═════ TEXT SECTION

Many common skincare ingredients that work well on the rest of your face are too harsh for the eye area. Fragrance is one of the most frequent culprits, triggering redness and peeling even in people who don’t consider themselves sensitive. Chemical exfoliants like glycolic acid, salicylic acid, and high-concentration retinoids can overwhelm this thin skin and strip its already fragile barrier.

Stick to fragrance-free, exfoliant-free products when treating dryness around the eyes. Heavy cosmetic products, waterproof mascaras that require aggressive removal, and harsh makeup removers can all contribute to the problem. If you wear eye makeup, use a gentle, oil-based cleanser and let it dissolve makeup rather than scrubbing it off.

Why Steroids Near the Eyes Are Risky

When dry skin around the eyes becomes itchy or inflamed, it’s tempting to reach for over-the-counter hydrocortisone cream. This is worth being cautious about. All forms of steroid application, including topical creams, can increase pressure inside the eye. This happens because steroids change how fluid drains from the eye, and over time this elevated pressure can contribute to glaucoma.

The risk depends on how long you use steroids, how potent they are, and your individual susceptibility. People with diabetes, existing glaucoma, or a history of pressure changes from steroids are at higher risk. Even low-potency hydrocortisone should be used sparingly and briefly on the eye area, if at all. For persistent eczema or dermatitis around the eyes, prescription alternatives exist that don’t carry the same pressure risks, so it’s worth asking about those options if dryness is a recurring problem.

══════════

_TASK ITEM_: Please quote the stretch of the eye-area skincare text above from "Stick to fragrance-free, exfoliant-free" through "scrubbing it off.".

═════ PROVIDED RECORDS

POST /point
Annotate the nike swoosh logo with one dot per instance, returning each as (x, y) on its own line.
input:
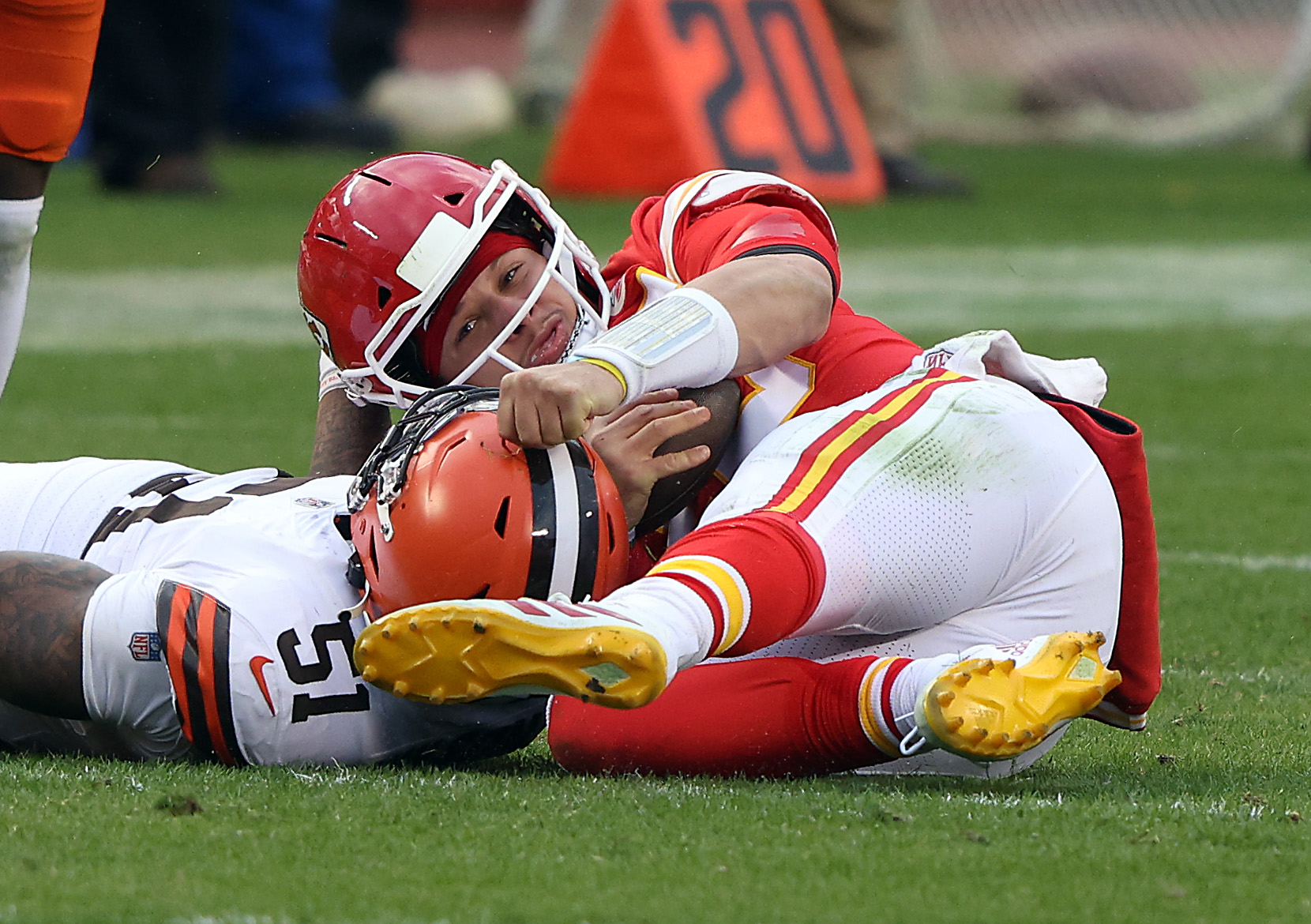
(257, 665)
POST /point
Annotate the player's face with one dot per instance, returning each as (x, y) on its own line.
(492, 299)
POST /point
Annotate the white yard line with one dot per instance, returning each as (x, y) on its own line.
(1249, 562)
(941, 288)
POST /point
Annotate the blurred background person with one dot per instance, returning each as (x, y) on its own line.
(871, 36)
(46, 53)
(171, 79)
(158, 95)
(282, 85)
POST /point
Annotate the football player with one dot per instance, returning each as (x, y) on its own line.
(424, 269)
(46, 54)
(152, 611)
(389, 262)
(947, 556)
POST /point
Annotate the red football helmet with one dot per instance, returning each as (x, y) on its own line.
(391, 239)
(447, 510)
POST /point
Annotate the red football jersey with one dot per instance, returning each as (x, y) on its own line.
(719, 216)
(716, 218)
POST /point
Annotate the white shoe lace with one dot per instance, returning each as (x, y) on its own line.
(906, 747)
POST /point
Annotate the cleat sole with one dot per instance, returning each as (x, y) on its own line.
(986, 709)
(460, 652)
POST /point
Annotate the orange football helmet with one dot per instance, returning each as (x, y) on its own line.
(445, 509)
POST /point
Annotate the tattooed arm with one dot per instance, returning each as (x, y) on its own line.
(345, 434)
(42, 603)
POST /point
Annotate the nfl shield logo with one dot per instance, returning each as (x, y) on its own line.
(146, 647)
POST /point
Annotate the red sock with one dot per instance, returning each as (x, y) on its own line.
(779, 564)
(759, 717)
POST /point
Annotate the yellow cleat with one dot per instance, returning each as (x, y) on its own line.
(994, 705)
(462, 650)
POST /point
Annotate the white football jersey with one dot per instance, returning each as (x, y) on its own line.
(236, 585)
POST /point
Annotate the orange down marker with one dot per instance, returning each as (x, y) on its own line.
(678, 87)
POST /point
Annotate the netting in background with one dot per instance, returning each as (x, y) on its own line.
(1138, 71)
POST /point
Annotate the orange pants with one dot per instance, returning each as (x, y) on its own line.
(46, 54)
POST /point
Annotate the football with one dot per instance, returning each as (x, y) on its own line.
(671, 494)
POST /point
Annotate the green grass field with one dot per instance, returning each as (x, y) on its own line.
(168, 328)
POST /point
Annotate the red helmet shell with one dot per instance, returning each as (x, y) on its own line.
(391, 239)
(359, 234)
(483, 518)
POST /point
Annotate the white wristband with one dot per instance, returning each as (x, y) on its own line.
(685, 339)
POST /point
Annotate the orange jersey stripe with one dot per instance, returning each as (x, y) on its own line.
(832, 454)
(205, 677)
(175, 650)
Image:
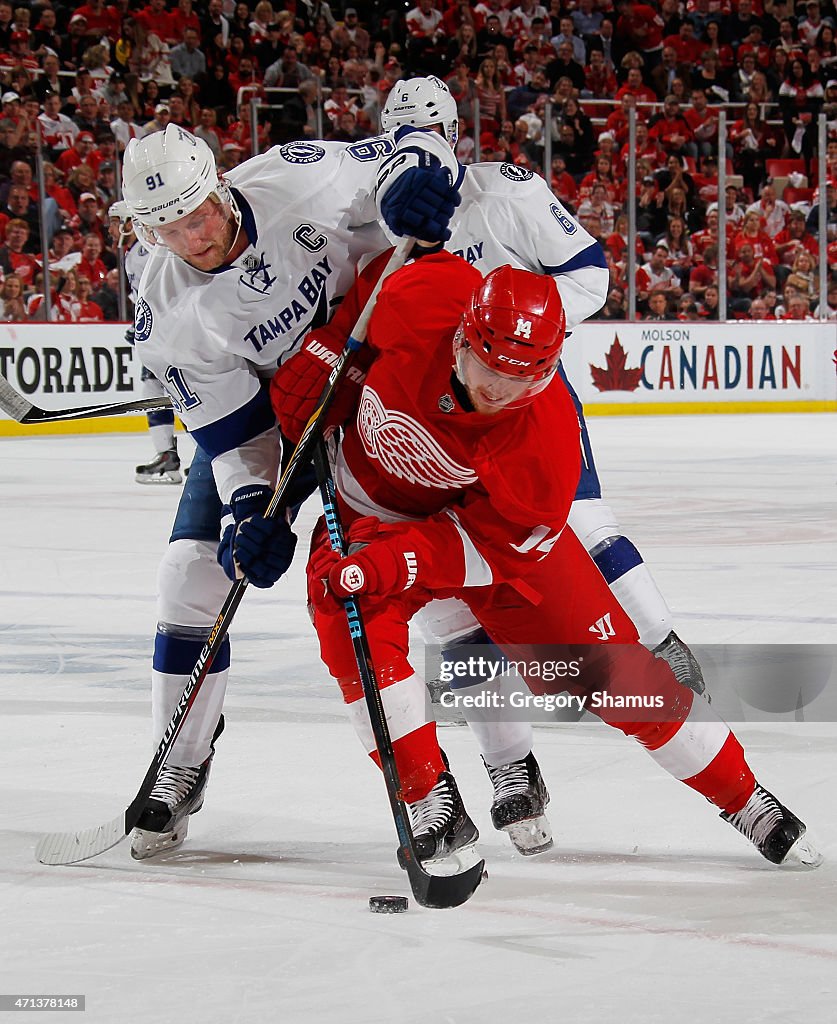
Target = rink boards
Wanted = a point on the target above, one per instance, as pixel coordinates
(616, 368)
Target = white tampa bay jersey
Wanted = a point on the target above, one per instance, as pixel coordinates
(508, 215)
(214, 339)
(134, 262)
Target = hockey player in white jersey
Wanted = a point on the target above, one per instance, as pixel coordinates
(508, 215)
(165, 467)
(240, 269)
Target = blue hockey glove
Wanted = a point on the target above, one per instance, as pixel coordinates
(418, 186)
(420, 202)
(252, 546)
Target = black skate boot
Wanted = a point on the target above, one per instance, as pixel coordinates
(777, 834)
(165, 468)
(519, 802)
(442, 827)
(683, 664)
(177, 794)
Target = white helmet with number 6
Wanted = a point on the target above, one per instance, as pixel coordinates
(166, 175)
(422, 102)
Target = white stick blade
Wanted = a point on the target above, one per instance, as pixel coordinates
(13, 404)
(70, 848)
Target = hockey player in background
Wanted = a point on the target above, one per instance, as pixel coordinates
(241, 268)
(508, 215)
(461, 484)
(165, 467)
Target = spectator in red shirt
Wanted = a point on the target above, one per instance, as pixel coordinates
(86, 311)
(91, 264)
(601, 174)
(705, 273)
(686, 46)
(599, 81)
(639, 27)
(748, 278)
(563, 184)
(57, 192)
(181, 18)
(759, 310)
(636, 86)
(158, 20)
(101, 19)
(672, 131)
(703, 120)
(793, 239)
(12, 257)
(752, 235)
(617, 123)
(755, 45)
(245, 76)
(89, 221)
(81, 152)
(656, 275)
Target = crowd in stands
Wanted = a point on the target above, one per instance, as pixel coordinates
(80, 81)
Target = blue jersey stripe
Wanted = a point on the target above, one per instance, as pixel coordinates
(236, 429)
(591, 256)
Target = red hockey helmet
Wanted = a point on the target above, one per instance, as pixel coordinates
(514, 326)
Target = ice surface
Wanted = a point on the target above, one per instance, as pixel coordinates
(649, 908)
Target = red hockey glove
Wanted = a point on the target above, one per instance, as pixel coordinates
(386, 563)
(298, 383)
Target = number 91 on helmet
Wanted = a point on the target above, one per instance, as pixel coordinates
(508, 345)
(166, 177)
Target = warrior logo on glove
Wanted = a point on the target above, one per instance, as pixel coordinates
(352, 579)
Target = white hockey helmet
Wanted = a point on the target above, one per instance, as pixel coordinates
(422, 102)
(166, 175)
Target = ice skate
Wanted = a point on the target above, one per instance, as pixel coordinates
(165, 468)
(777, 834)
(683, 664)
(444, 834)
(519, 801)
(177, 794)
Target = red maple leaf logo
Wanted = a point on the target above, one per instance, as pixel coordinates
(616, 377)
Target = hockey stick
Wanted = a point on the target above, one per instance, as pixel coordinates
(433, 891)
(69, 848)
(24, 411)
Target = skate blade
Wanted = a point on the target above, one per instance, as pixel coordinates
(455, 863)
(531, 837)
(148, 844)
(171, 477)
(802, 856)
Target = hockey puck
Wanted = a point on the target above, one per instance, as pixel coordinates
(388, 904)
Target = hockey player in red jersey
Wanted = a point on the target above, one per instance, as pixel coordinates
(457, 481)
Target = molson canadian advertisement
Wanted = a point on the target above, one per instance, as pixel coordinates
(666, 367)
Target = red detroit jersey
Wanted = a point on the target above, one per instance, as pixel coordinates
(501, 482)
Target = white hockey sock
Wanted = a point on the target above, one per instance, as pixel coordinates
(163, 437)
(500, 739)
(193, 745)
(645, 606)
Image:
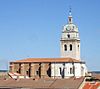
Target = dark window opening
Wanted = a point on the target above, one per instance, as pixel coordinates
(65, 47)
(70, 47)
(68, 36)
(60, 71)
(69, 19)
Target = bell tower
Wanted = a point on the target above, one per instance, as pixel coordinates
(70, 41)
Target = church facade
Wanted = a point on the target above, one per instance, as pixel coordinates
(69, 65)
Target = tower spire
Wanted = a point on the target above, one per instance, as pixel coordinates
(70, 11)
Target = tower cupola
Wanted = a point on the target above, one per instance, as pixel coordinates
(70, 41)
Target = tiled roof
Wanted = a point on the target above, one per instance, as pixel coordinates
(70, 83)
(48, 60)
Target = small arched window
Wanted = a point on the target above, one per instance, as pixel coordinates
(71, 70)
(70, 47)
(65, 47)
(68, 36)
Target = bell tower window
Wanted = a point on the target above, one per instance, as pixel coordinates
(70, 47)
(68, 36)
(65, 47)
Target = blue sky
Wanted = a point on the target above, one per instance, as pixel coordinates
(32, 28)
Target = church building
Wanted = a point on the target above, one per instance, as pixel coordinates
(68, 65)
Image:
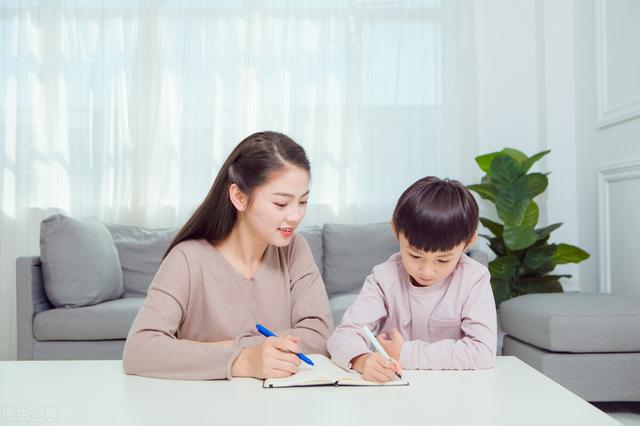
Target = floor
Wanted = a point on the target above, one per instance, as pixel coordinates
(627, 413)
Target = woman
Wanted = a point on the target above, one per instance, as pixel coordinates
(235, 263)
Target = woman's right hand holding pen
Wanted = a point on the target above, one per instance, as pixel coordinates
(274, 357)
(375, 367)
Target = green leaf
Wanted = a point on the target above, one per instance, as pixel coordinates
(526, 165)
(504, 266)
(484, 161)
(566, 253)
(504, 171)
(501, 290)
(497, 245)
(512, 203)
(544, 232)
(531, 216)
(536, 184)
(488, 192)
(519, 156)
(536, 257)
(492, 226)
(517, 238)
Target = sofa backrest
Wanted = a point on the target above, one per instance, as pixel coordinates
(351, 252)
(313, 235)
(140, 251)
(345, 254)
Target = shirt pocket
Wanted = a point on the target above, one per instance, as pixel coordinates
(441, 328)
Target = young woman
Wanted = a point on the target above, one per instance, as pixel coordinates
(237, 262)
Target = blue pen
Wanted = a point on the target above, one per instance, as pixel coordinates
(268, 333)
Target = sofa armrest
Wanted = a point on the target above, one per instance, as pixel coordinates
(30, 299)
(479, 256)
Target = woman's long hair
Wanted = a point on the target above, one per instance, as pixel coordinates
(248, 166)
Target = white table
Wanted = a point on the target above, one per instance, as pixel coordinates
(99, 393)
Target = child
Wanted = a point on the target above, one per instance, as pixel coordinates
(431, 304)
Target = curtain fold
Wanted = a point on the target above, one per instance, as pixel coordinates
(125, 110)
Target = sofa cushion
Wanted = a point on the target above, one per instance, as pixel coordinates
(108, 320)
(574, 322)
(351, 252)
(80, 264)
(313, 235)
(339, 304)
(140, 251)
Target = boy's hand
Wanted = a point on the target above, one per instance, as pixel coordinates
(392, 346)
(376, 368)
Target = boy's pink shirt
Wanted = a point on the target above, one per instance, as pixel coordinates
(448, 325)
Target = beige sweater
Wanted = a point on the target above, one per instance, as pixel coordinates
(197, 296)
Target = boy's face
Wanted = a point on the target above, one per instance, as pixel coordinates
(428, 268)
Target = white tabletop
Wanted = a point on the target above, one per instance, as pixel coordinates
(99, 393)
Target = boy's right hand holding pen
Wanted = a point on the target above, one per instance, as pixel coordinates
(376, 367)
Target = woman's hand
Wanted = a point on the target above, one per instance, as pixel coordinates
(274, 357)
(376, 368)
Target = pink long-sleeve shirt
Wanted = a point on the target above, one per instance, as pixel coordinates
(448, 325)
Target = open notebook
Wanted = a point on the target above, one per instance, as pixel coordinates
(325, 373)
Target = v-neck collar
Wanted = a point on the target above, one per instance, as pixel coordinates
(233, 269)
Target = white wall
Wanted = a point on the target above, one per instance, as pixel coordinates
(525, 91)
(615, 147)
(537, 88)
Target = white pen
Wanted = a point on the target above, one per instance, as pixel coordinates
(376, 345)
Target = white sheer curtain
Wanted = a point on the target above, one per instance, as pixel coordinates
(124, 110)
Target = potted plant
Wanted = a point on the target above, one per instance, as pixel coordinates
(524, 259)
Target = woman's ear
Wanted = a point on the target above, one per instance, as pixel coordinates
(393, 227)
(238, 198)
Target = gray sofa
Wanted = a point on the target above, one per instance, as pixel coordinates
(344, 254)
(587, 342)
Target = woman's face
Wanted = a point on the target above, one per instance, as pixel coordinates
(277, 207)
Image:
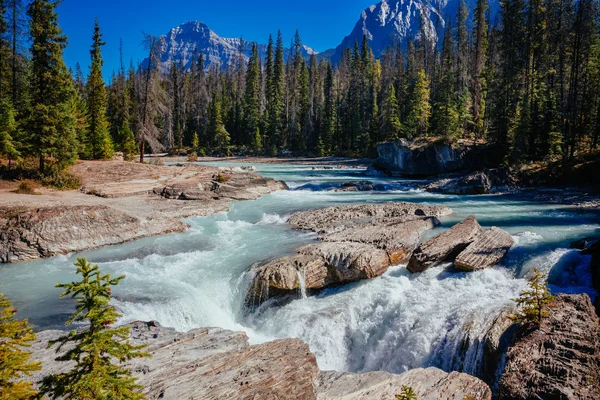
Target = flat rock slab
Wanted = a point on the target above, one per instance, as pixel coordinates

══════════

_TASK ANSWER_:
Stick to fragrance-free, exfoliant-free products when treating dryness around the eyes. Heavy cosmetic products, waterproof mascaras that require aggressive removal, and harsh makeup removers can all contribute to the problem. If you wear eye makeup, use a gentle, oil-based cleanser and let it dissolve makeup rather than scrubbing it off.